## Extract provided:

+++

The Most Practical Green Energy Play Right Now

Flight 1403, a Boeing (NYSE: BA  ) 737-800 jet, started in Mexico this morning. But it's the next flight -- one leaving from Houston at 10:30 a.m. CDT and headed for Chicago -- that made headlines for United Continental (NYSE: UAL  ) .

Called an "Eco Skies" test flight, the trip was powered by an algae-based refined fuel blend developed by Solazyme (Nasdaq: SZYM  ) with Honeywell (NYSE: HON  ) equipment. The fuel blend contains 60% petroleum-based jet fuel and 40% sustainable biofuel. Friendly skies, meet cleaner skies.

While the flight isn't necessarily historic -- Virgin Atlantic was trying biofuels three years ago -- the symbolism is interesting. By starting in Houston and ending in Chicago, the flight traverses the two major hubs of the once-independent carriers that merged to create United Continental.

Who wins moving forward? Certainly Solazyme, which can now point to a letter of intent to purchase 20 million gallons of biofuel per year beginning as early as 2014, according to a Facebook post by United Continental. "Letter of intent" isn't the same as "firm order," I realize, but a successful test coupled with unpredictable oil prices should push United to move forward with plans to use more biofuel.

Boeing should also see benefits. At the very least, outfitting aircraft with biofuel-ready engines should further the eco-friendly reputation it has tried to cultivate with the hyper-efficient 787 Dreamliner. Honeywell, meanwhile, could benefit as more turn to its UOP process for producing green jet fuel.

Who loses? No one yet, but I expect long-haul peers AMR (NYSE: AMR  ) , Delta (NYSE: DAL  ) , and US Airways (NYSE: LCC  ) to watch how United adopts and benefits from Solazyme fuel.

+++

## Entries provided:
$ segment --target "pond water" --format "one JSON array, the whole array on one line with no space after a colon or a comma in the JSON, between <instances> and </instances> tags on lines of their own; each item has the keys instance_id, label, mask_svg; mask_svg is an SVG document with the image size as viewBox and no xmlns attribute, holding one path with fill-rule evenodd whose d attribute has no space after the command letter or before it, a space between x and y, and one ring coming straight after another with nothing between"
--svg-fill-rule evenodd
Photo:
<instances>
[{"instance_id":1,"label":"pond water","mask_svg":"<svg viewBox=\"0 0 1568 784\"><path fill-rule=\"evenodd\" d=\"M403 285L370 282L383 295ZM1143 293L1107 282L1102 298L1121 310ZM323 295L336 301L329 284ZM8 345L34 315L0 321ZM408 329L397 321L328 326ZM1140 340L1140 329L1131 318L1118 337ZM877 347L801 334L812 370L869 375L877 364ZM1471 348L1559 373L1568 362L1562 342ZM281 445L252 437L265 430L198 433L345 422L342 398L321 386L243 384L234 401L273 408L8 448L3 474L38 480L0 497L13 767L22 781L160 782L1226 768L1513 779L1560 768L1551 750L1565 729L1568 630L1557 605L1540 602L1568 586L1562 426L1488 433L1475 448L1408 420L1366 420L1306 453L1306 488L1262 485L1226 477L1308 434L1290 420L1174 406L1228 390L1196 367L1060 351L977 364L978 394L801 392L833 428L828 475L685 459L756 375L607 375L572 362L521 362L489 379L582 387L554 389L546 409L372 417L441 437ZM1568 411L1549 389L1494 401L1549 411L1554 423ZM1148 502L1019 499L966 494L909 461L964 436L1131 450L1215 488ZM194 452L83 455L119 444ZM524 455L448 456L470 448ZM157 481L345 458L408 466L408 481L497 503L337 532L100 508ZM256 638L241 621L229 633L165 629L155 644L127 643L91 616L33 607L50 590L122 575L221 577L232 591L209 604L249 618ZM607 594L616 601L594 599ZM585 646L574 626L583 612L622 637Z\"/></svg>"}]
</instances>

+++

## Exercise tasks:
[A] Translate this sentence from the biofuel flight article into Spanish: "The fuel blend contains 60% petroleum-based jet fuel and 40% sustainable biofuel."
[B] From the biofuel flight article, extract word for word the stretch from "Flight 1403, a" through "create United Continental.".

## Task-by-task outputs:
[A] La mezcla de combustible contiene un 60 % de combustible para aviones a base de petróleo y un 40 % de biocombustible sostenible.

[B]
Flight 1403, a Boeing (NYSE: BA  ) 737-800 jet, started in Mexico this morning. But it's the next flight -- one leaving from Houston at 10:30 a.m. CDT and headed for Chicago -- that made headlines for United Continental (NYSE: UAL  ) .

Called an "Eco Skies" test flight, the trip was powered by an algae-based refined fuel blend developed by Solazyme (Nasdaq: SZYM  ) with Honeywell (NYSE: HON  ) equipment. The fuel blend contains 60% petroleum-based jet fuel and 40% sustainable biofuel. Friendly skies, meet cleaner skies.

While the flight isn't necessarily historic -- Virgin Atlantic was trying biofuels three years ago -- the symbolism is interesting. By starting in Houston and ending in Chicago, the flight traverses the two major hubs of the once-independent carriers that merged to create United Continental.